FRAGMENTO

○ ○ ○

Mi primer día de clase de bachiller fue inhóspito, algunos de mis amigos no estaban conmigo. Otros grupos cobijaban a mis compañeros de ciencias o de sociales, aquellos que me habían acompañado en secundaria.
Era
casi el final de la mañana y continuaba el tedioso desfile de áreas y materias.
Con su mejor buena fe los profesores entraban y salían explicándonos las
virtudes de lo que iba a ser nuestro trabajo durante aquel año, lo duro que
seria el curso, el esfuerzo que esperaban de nosotros, lo esencial que era para
nuestro futuro, la selectividad que nos esperaba a la vuelta de la esquina...
Cuando
ya casi acababa aquella primera mañana se presentó el último, el de economía,
con la fobia que yo siempre le he tenido a las matemáticas. Despachó la
presentación en cinco minutos. Casi ni nos explicó su asignatura. Sacó un papel
arrugado del bolsillo trasero de su pantalón y nos dijo que íbamos a fabricar
un periódico. Si me pinchan no sangro. ¿Qué relación podía tener aquello con la
asignatura. “El trabajo que realizaremos influirá en vuestra nota al ser
calificada cada tarea encomendada...”. Yo no salía de mi asombro,
definitivamente me había tocado el lunático del colegio.
Comenzó
a leer aquel papel y a desgranar temas de actualidad repartiendo aquellos
reportajes, explicando las condiciones técnicas del trabajo y exponiendo el
enfoque que deberíamos aplicar a cada uno, entre el asombro de algunos de mis
compañeros y el entusiasmo de otros.
No
era posible, no me podía estar ocurriendo eso a mí, si yo solo quería aprobar y
no meterme con nadie. Pero no, definitivamente no me iba a librar. Cuando
aquella tarde mi madre me preguntó por mi primer día de clase.... no supe que
decir.
El
segundo día fue aun más inquietante. Todo discurría normal, dio clase, nos
explicó y cuando faltaban apenas 15 minutos nos fue llamando a su mesa uno a
uno para discutir con nosotros parte de nuestros artículos. “La mejor manera de
aprender a leer es escribir, la mejor forma de entender el mundo que sirve de
escenario a la economía es diseccionarlo. Quiero que averigües por que van a
cerrar la fábrica de Fontaneda, necesito una página. Ah, y ponte de acuerdo con
Rubén, el es el encargado de preparar el material gráfico”.
De
pronto vi en aquellos ojos el porque de tanta excentricidad. Al cabo de dos
días había nacido “Maria se queda huérfana”, mi primer articulo. Tras él casi
veinte más en dos años. El primer destino era la revista digital que el colegio
estaba poniendo en marcha y con la que quería que nos asomásemos al mundo. Para
algunos aquello era algo más que un método, reflejaba nuestro espíritu. Así que
nos preparamos para concursar en la primera edición nacional de El País de los
estudiantes, un concurso nacional que pretendía mostrar periódicos digitales de
casi tres mil colegios de España.

○ ○ ○

EJERCICIOS
1/ En el fragmento sobre el primer curso de bachiller, ¿qué anunció el profesor de economía que iban a fabricar en clase?
2/ Por favor, copia del fragmento sobre el primer curso de bachiller el pasaje que va de "Con su mejor" a "lunático del colegio.", ambos incluidos, sin cambiar nada.
3/ Prosigue el fragmento sobre el primer curso de bachiller a partir de su última frase.

○ ○ ○

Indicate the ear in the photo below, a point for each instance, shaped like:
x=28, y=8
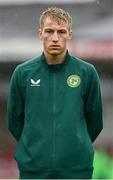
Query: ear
x=70, y=34
x=40, y=33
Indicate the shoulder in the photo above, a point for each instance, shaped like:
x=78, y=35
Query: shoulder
x=83, y=65
x=27, y=65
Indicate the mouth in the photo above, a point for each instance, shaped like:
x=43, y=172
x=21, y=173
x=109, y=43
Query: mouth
x=54, y=46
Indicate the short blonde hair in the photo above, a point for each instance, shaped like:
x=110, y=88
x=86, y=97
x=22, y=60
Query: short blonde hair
x=56, y=14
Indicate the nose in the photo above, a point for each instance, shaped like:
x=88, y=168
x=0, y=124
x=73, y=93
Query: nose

○ ○ ○

RESPUESTAS POR TAREA
1/ Un periódico.

2/
Con su mejor buena fe los profesores entraban y salían explicándonos las
virtudes de lo que iba a ser nuestro trabajo durante aquel año, lo duro que
seria el curso, el esfuerzo que esperaban de nosotros, lo esencial que era para
nuestro futuro, la selectividad que nos esperaba a la vuelta de la esquina...
Cuando
ya casi acababa aquella primera mañana se presentó el último, el de economía,
con la fobia que yo siempre le he tenido a las matemáticas. Despachó la
presentación en cinco minutos. Casi ni nos explicó su asignatura. Sacó un papel
arrugado del bolsillo trasero de su pantalón y nos dijo que íbamos a fabricar
un periódico. Si me pinchan no sangro. ¿Qué relación podía tener aquello con la
asignatura. “El trabajo que realizaremos influirá en vuestra nota al ser
calificada cada tarea encomendada...”. Yo no salía de mi asombro,
definitivamente me había tocado el lunático del colegio.

3/
Pero
aquel concurso era solo una disculpa y pronto nos dimos cuenta. Ahora ya no
solo aprendíamos lo que otros escribían. Éramos nosotros también los que
creábamos conocimiento.
Quedamos
entre los primeros de España, como en los dos años siguientes. Fue un éxito y
una gran experiencia. Tras nosotros, el equipo ganó el nacional, varios
autonómicos, premios especiales… Pero el concurso no era lo más importante.
El
colegio quería que nos volcásemos en aquel proyecto como un medio para crecer,
no para ganar, y eso si que era excitante, preparábamos mucho material, con el
vértigo de entregarlo en fechas muy concretas, hubiera exámenes o lo que fuese.
Cada pocos días nos reuníamos de forma oficial, discutíamos lo que queríamos
hacer, criticábamos los trabajos de otro compañero, o nos enfadábamos con
alguno, que apurado por el apremio decidía copiar algún texto de la red.
Pero
sobre todo nos conocimos, nos integramos y nos ilusionamos. Pasábamos tardes
enteras en al aula de informática, charlando, escribiendo o buscando. Aquello
más que un periódico era una tertulia.
Aquel
vértigo era especial. Cuando pasaron solo unas semanas, la nota, los premios de
algunos concursos, o las ausencias de clase (“hoy no puedo ir a mates, hay
reunión de redacción a las
Buscar,
discutir, maquetar, redactar. En el cole éramos los del periódico. Algunos
profesores se quejaban de lo que aquello nos absorbía, pero como las notas no
fallaban, no pasaba nada.
Un
día empezaron a llegar padres y antiguos alumnos que él llamaba. Se presentaban
en el colegio por las tardes. Ellos y nuestro profesor estaban una hora con
nosotros en la biblioteca, explicándonos como afrontar nuestro trabajo y
discutiendo los fallos y aciertos de lo que habíamos realizado. Enseñándonos
como usar programas y ordenadores o contándonos historias.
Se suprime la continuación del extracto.